# PAGE EXCERPT
□ □ □
Thursday, January 6, 2011

How Healthy Is Your Organization?




Happy New Year!

With every New Year come New Year's Resolutions or promises that we make to ourselves to improve or better ourselves.  One of my resolutions is to improve my overall health by eating better, exercising and taking time to decompress by engaging in activities that spark my creativity.

Jogging | Free Pictures

Just like your body experiences warning signs that something isn't right with aches, pains or other symptoms, so does your organization.

Here are a few indicators or symptoms that may point to areas of concern for your nonprofit organization.

1. Lack of Quorum at regular board meetings.  Over the years, as I have worked with various nonprofit organizations, I have heard from executive directors and board chairs, "I can't get board members to attend board meetings."  Or, " Its difficult to get quorum at board meetings in order to make decisions."

Lack of attendance by the majority of board members could be a symptom of a larger problem.  This not only means that you aren't able to make policy decisions to move the organization forward.  It also means that the financials are not being monitored, reviewed and approved.  There is also lack of oversight to your programmatic activities.  A board that does not make quorum on a regular basis is on a slippery slope in neglecting their fiduciary duties of the organization.

Options such as conference calling and video conferencing, should reduce the number of board members that are not able to be present in person.
□ □ □
# INFORMATION GIVEN
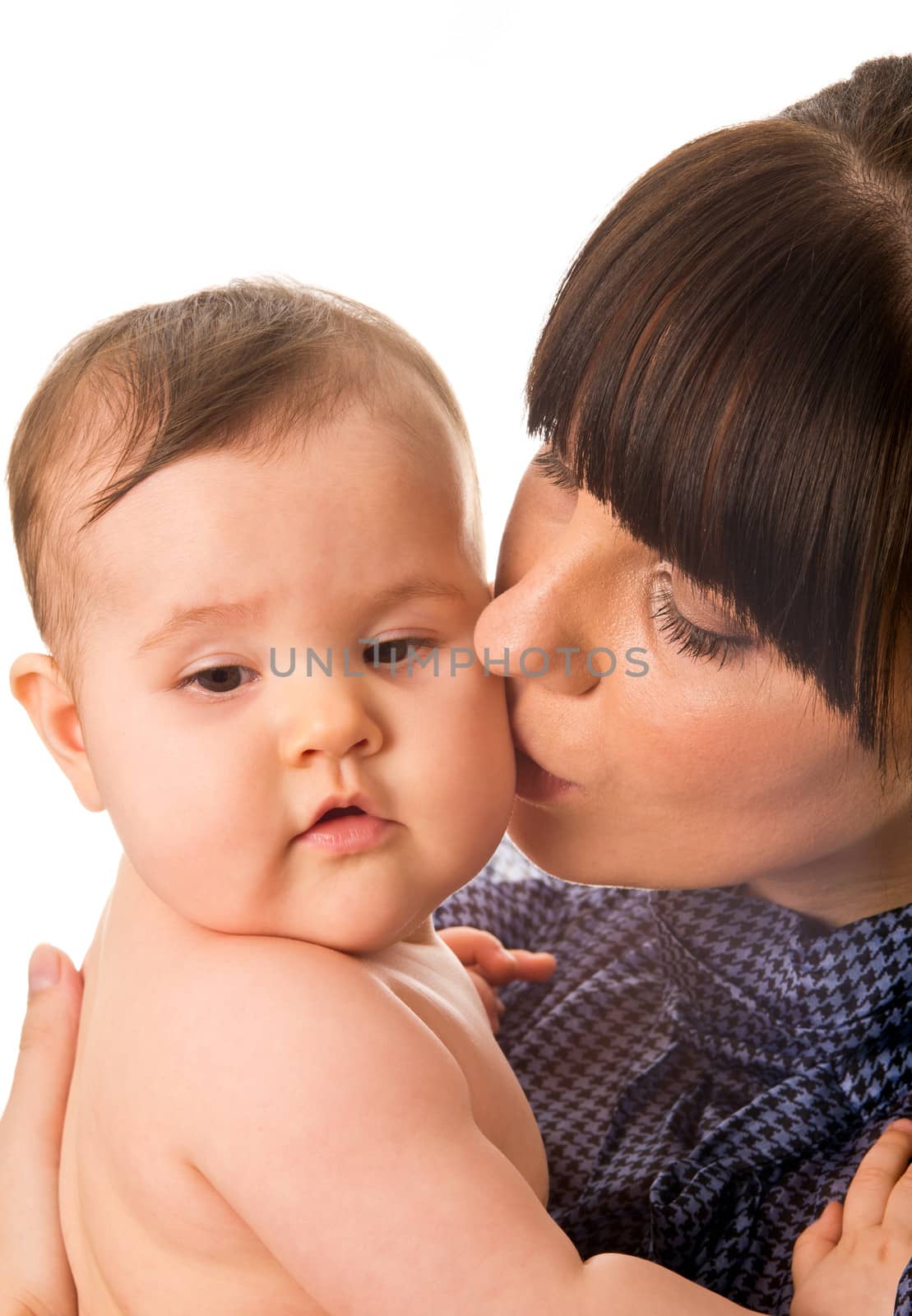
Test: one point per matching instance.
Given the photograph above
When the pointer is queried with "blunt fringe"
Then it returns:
(227, 368)
(728, 365)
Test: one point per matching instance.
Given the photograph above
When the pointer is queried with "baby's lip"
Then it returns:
(341, 802)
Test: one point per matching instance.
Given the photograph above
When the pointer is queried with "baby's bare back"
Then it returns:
(145, 1230)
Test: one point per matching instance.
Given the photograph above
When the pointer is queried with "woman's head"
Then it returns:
(727, 375)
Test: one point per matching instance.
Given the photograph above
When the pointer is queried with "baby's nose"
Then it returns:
(331, 717)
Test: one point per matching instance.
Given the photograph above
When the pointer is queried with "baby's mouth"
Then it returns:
(337, 813)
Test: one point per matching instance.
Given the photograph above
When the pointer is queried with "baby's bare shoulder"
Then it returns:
(274, 1002)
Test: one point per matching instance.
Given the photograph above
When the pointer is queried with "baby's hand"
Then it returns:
(852, 1258)
(490, 965)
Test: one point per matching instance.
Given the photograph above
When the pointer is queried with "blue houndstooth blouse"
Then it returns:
(707, 1068)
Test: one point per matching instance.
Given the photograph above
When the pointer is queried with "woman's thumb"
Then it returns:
(48, 1046)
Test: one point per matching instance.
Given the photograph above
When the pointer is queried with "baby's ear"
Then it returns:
(39, 686)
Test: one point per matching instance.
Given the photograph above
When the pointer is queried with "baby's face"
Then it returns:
(214, 767)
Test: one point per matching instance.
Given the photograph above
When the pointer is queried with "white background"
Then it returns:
(441, 161)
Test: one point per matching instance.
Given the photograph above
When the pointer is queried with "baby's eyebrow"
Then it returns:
(252, 609)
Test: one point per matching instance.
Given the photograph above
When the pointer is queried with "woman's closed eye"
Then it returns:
(553, 469)
(691, 638)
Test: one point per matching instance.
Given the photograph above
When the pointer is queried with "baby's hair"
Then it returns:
(728, 365)
(227, 368)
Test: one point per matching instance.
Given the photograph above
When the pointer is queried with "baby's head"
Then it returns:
(197, 490)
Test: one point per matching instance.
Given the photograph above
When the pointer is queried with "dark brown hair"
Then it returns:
(728, 365)
(225, 368)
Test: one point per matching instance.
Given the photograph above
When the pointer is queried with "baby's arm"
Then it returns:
(859, 1249)
(340, 1128)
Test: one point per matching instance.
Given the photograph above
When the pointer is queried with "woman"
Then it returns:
(712, 553)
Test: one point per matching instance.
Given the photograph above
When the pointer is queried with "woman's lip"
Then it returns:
(536, 785)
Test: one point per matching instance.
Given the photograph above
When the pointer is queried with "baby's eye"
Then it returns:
(217, 681)
(388, 651)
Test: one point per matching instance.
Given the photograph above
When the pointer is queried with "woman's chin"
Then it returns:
(553, 844)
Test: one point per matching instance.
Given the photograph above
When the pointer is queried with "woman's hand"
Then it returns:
(490, 965)
(852, 1258)
(35, 1276)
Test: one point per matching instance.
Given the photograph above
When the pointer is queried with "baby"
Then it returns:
(250, 532)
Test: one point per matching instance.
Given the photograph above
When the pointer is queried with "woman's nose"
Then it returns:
(331, 717)
(532, 632)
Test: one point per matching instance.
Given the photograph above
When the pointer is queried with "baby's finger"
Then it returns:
(877, 1175)
(816, 1243)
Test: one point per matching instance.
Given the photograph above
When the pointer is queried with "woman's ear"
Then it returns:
(39, 686)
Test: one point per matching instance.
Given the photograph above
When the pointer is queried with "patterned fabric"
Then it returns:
(707, 1068)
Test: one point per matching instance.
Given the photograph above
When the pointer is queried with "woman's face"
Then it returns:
(706, 769)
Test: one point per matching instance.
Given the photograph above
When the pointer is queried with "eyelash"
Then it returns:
(688, 637)
(691, 638)
(550, 465)
(414, 642)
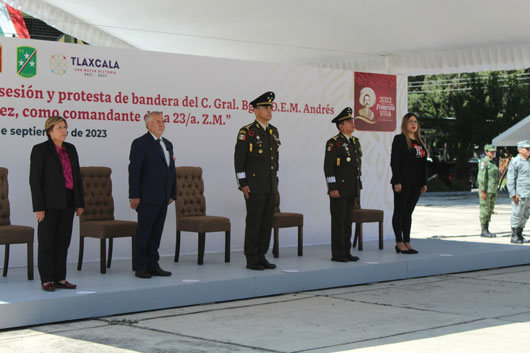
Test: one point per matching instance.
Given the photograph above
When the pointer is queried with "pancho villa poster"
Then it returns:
(375, 102)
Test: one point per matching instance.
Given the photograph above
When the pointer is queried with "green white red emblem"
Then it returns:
(26, 61)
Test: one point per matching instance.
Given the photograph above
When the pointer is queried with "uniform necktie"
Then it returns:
(159, 144)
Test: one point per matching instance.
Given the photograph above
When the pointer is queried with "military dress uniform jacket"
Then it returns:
(342, 165)
(256, 158)
(518, 177)
(488, 176)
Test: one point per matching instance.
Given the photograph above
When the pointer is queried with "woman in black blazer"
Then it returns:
(56, 192)
(409, 179)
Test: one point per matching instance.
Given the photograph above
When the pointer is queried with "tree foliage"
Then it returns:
(466, 111)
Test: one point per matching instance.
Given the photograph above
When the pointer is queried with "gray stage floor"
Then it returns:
(23, 303)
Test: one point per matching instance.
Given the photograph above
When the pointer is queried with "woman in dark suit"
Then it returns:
(56, 192)
(409, 179)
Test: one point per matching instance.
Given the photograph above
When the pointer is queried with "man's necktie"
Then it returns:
(159, 144)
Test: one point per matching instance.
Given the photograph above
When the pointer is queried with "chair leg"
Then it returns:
(177, 247)
(360, 247)
(102, 255)
(300, 240)
(30, 261)
(275, 246)
(202, 240)
(227, 246)
(6, 260)
(380, 235)
(109, 258)
(356, 234)
(81, 248)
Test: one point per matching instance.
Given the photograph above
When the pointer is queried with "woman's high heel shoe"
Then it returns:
(399, 251)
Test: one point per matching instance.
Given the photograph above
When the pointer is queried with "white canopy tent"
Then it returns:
(518, 132)
(407, 37)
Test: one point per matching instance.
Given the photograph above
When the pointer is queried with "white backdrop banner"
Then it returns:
(104, 93)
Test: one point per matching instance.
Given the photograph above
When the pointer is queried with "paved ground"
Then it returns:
(486, 311)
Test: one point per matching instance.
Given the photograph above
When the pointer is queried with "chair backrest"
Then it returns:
(190, 189)
(4, 198)
(97, 188)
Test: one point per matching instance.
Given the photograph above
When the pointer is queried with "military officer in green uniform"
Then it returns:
(518, 184)
(342, 167)
(256, 165)
(488, 182)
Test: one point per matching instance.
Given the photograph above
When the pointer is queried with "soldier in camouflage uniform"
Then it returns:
(342, 167)
(256, 164)
(488, 180)
(518, 183)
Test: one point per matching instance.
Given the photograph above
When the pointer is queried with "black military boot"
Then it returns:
(515, 239)
(492, 235)
(485, 233)
(520, 235)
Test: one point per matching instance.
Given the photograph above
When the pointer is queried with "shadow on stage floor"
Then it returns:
(23, 303)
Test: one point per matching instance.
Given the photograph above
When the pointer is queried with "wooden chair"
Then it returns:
(190, 208)
(286, 220)
(362, 215)
(10, 234)
(97, 221)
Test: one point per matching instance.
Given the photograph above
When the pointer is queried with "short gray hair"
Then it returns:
(148, 116)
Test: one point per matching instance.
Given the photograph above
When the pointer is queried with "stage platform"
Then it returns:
(23, 303)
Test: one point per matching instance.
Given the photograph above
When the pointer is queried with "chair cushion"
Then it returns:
(97, 189)
(16, 234)
(108, 229)
(285, 220)
(363, 215)
(203, 224)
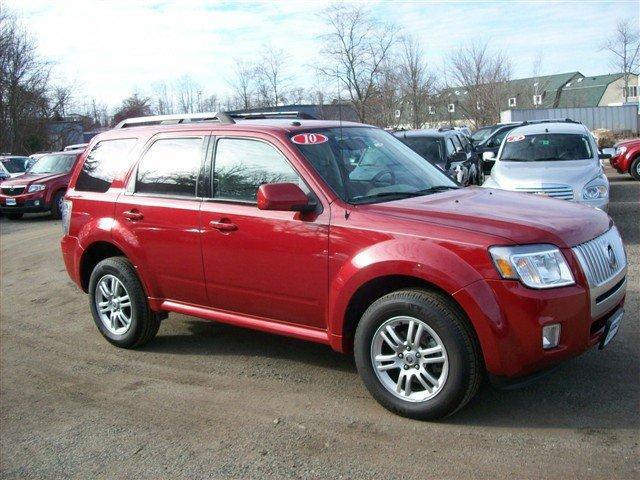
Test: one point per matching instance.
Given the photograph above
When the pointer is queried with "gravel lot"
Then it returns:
(212, 401)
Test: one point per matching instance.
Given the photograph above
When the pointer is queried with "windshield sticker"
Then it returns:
(309, 138)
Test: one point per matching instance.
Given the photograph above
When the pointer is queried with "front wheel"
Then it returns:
(417, 354)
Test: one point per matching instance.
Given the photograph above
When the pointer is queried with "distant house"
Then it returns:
(598, 91)
(332, 111)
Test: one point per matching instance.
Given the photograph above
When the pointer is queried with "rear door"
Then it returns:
(269, 264)
(160, 212)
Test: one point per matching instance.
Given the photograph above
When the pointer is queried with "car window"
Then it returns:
(386, 168)
(54, 163)
(546, 147)
(106, 160)
(451, 149)
(242, 165)
(170, 167)
(14, 164)
(429, 148)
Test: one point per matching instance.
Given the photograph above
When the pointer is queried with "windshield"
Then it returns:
(428, 148)
(481, 134)
(54, 163)
(14, 165)
(546, 147)
(368, 165)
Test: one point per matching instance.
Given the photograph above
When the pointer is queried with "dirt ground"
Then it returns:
(211, 401)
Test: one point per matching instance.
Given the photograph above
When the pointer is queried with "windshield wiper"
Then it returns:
(417, 193)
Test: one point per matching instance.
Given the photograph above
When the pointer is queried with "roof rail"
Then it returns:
(264, 115)
(177, 118)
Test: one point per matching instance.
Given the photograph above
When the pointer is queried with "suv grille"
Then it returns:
(13, 190)
(564, 192)
(602, 258)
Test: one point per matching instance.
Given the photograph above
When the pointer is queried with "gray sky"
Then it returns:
(110, 49)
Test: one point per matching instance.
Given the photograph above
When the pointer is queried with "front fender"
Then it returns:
(435, 263)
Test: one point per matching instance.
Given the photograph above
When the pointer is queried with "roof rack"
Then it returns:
(178, 118)
(265, 115)
(551, 120)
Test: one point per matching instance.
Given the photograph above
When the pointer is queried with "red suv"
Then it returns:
(626, 158)
(339, 234)
(39, 189)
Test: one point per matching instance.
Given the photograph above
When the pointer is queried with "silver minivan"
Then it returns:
(556, 159)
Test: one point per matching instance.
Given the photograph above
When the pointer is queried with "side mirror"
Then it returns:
(283, 197)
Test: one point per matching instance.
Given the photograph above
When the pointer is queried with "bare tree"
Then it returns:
(624, 47)
(24, 89)
(479, 79)
(271, 77)
(243, 84)
(415, 81)
(133, 106)
(357, 46)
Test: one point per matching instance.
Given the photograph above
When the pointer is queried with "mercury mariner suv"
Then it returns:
(267, 223)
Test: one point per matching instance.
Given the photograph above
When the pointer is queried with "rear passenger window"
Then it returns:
(170, 167)
(106, 160)
(241, 166)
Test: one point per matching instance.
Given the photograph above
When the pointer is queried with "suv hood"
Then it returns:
(29, 178)
(518, 217)
(576, 173)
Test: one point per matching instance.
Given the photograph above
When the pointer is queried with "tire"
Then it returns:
(461, 371)
(634, 169)
(143, 322)
(56, 205)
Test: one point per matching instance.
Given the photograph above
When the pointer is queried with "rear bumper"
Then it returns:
(509, 317)
(27, 203)
(71, 254)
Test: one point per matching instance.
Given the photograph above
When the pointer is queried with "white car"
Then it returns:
(556, 159)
□ □ □
# REQUIRED WORK
1. According to the post on nonprofit organizational health, which options should reduce the number of board members unable to attend meetings in person?
2. In the nonprofit health post, what are all the ways the writer resolves to improve overall health?
3. Continue the post on nonprofit organizational health from its last sentence.

# YOUR WRITTEN ANSWERS
1. Conference calling and video conferencing.

2.
- Eating better
- Exercising
- Taking time to decompress by engaging in activities that spark creativity

3.
Some funders will ask about regular board meetings and attendance as a factor in determining the "health" of the organization.

2. Lack of policies and procedures for conflicts of interest. Charity regulators require that board members and staff disclose any interest in a transaction or action that could be viewed as affecting their objectivity. First, any potential conflicts should be disclosed. Then there should be policies to deal with them transparently. If a board member has a material conflict of interest, it requires that he/she not discuss or vote on the issue.

The National Council of Nonprofits has some excellent examples of conflict of interest policy statements.

I suggest that annually, your Conflict of Interest forms be signed by your board members. This can be done at your Annual Board Meeting or your first meeting of the year.

3. Not complying with all applicable laws and regulations—federal, state, local, and international. Check this website www.stayexempt.org for guidance from the IRS about what is required.  While laws and regulations vary from state to state, most states have an office within the Department of Commerce that deals with charity solicitation permits and other requirements. If you aren't sure what requirements your organization must meet in your state, check with your local Nonprofit  Association. This association can assist you in identifying all necessary laws and regulations as well as, reputable consultants who can help you.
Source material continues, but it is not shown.